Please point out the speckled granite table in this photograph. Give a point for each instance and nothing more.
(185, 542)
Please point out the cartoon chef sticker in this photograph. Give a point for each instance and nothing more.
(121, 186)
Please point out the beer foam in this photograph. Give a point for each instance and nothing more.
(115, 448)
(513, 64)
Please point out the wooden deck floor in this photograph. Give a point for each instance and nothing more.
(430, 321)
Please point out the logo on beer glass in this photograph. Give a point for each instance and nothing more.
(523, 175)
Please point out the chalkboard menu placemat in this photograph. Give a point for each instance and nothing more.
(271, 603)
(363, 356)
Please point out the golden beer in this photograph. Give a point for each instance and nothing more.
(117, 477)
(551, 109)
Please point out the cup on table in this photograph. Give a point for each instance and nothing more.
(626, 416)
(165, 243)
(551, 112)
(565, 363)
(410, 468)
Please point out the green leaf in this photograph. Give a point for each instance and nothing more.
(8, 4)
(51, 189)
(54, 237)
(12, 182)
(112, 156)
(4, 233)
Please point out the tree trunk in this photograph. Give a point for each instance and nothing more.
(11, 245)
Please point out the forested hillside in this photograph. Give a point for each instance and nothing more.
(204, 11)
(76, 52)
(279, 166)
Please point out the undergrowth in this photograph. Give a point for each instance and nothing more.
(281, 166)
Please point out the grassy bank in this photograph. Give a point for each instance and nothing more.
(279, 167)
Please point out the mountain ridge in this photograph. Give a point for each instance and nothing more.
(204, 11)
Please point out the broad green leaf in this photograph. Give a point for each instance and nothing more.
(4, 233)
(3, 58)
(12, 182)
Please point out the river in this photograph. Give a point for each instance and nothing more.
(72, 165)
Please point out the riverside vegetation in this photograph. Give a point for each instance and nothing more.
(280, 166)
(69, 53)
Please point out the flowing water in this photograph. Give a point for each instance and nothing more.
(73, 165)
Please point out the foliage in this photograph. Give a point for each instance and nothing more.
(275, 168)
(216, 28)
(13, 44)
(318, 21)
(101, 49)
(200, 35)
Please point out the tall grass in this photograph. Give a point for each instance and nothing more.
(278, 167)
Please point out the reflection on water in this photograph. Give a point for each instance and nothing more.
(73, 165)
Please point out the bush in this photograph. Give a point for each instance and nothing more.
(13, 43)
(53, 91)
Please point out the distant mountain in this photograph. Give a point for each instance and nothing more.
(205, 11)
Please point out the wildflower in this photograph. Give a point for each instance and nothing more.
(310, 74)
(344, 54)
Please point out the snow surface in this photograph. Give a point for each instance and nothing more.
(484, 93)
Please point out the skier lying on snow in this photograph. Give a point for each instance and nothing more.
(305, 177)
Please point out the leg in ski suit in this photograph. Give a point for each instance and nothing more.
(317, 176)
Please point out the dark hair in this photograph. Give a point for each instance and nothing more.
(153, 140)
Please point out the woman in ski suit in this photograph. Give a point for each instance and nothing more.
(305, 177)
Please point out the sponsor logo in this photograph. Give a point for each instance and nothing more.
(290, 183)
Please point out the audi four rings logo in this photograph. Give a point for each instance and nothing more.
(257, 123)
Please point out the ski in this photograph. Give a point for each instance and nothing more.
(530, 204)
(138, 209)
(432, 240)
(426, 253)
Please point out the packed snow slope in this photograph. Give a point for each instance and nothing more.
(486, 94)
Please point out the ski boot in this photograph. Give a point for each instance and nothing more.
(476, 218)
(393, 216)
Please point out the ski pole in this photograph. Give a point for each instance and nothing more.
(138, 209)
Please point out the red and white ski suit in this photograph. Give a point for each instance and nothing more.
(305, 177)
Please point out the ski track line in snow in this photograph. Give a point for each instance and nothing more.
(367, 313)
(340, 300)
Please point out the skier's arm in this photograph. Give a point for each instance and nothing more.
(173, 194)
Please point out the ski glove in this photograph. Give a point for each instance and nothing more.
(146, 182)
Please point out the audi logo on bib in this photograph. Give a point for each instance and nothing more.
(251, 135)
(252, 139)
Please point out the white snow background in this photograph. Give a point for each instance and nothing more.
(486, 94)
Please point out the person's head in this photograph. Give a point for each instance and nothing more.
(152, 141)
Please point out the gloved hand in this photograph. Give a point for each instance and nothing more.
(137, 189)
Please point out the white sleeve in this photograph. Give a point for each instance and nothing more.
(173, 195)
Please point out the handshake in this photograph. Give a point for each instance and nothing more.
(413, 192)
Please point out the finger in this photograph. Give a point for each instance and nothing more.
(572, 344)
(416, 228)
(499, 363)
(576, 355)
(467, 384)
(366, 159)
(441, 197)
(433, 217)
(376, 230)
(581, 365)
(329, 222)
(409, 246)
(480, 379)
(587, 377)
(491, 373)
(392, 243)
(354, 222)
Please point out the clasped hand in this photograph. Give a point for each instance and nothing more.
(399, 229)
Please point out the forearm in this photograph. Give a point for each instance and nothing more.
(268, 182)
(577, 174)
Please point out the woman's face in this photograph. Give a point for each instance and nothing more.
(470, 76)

════════════════

A word-for-word copy of the data is the expected answer.

#### [RESPONSE AREA]
Please point out the speckled granite table in this photograph. Give a point for each instance and nothing more.
(185, 542)
Please point out the cartoon chef sticker in this photograph. Give a point for each instance and nothing more.
(121, 186)
Please point out the beer foam in this photograph. Give a point for each instance and nothing more.
(115, 448)
(513, 64)
Please point out the wooden deck floor in this photograph. Give a point for each instance and nothing more.
(430, 321)
Please point out the logo on beer glass in this photograph. Give a point for each instance and nothing more.
(523, 175)
Please point out the chalkboard menu placemat in this photograph. Give a point for each instance and nothing more.
(271, 603)
(363, 356)
Please point out the golden beer in this photograph. Give a point for each instance and nothing more.
(117, 477)
(551, 109)
Please point out the cup on table in this photograph. Give a point for each instance and nothing more.
(626, 416)
(165, 243)
(551, 112)
(565, 363)
(410, 468)
Please point out the green leaf in this photograph. Give a point for each instance and nothing more.
(8, 4)
(51, 189)
(54, 237)
(12, 182)
(112, 156)
(4, 233)
Please point out the tree trunk in this photograph. Give a point for each instance and nothing more.
(11, 245)
Please point out the forested hillside in this photograph. Give a point for each instance and nothing more.
(204, 11)
(76, 52)
(279, 166)
Please point out the undergrowth in this photograph. Give a point for each instance and nothing more.
(281, 166)
Please point out the grassy bank in this photograph. Give a point for each instance and nothing more.
(279, 167)
Please point out the mountain ridge in this photograph. Give a point for each instance and nothing more.
(204, 11)
Please point out the broad green leaf in this photograph. Give a point for each instance and nothing more.
(4, 233)
(3, 58)
(12, 182)
Please point out the river in this photograph. Give a point for each instance and nothing more.
(72, 165)
Please point out the riverside vegetation in this photograph. Give a point for each instance and nothing more.
(280, 166)
(69, 53)
Please point out the flowing water in this photograph. Give a point for each instance and nothing more.
(73, 165)
Please point out the foliage in this photograph. Give a point for each instance and nothing more.
(275, 168)
(216, 28)
(13, 44)
(318, 21)
(101, 49)
(200, 35)
Please point out the tall grass in this photograph. Give a point for each instance and nothing more.
(278, 167)
Please point out the reflection on water in this photograph. Give a point for each instance and nothing more.
(73, 165)
Please point out the bush in this photograph. Give a point for each instance and nothing more.
(13, 43)
(53, 91)
Please point out the distant mountain in this photograph. Give a point for each instance and nothing more.
(205, 11)
Please point out the wildflower in this photograph. Give a point for each instance and nothing more.
(310, 74)
(344, 54)
Please point out the snow surface in this photograph. Give a point for each instance and nothing more.
(484, 93)
Please point out the skier lying on snow in this photograph. Give a point for each instance and nothing more.
(305, 177)
Please point out the leg in ski suit in this photograph. Give a point for each instance and nothing more.
(317, 176)
Please point out the dark hair in this photograph. Give a point for each instance and nothing more.
(153, 140)
Please point out the woman in ski suit in this photograph. Give a point for each instance and nothing more.
(305, 177)
Please point out the sponsor logo in this photograph. Give a point for each instance and nothing more.
(290, 183)
Please point out the audi four rings logo in this photograph. Give a point for each instance and nothing more.
(257, 123)
Please point out the ski in this photograph. Give a point for each instance and nothing more.
(530, 204)
(138, 209)
(432, 240)
(426, 253)
Please point out the packed snow slope in this photograph. Give a point for each instance and nothing more.
(486, 94)
Please point out the ski boot in this photograph. Give a point for each instance and nothing more.
(476, 218)
(393, 216)
Please point out the ski pole in this photograph. Give a point for each instance and nothing more.
(138, 209)
Please point out the red and white ski suit in this photograph. Give a point for each instance and nothing more.
(305, 177)
Please point out the ski track line in snow in this photograph. Give a point for each instance and nothing more.
(367, 313)
(340, 300)
Please point out the skier's arm in this photograph. Give a point for each instance and nothing more.
(173, 194)
Please point out the ski glove in this photograph. Give a point for each instance and nothing more.
(146, 182)
Please point out the audi logo on bib in this photograph. Give a point for each instance and nothing more.
(251, 135)
(252, 139)
Please point out the white snow background in this photograph. Give a point for each instance and nothing more.
(486, 94)
Please point out the person's head in this photograph. Give a point for each instance and nothing more.
(152, 141)
Please point out the gloved hand in this photograph. Give a point for each instance and nothing more.
(137, 189)
Please point out the white sleeve in this photograph. Give a point for each instance and nothing more.
(173, 195)
Please point out the handshake in this photograph. Give a point for each instance and nothing more.
(413, 192)
Please point out the finger in this photograph. Give a point for each instance and nothing more.
(572, 344)
(416, 228)
(499, 363)
(576, 355)
(467, 384)
(366, 159)
(441, 197)
(433, 217)
(376, 230)
(581, 365)
(329, 222)
(409, 246)
(480, 379)
(587, 377)
(491, 373)
(392, 243)
(354, 222)
Please point out the clasped hand in this photograph. Give a point for each instance and nothing more.
(399, 229)
Please point out the forearm in this photograph. Give a point for each instance and nothing more.
(268, 182)
(577, 174)
Please point out the woman's face in this photograph. Give a point for each instance and nothing more.
(470, 76)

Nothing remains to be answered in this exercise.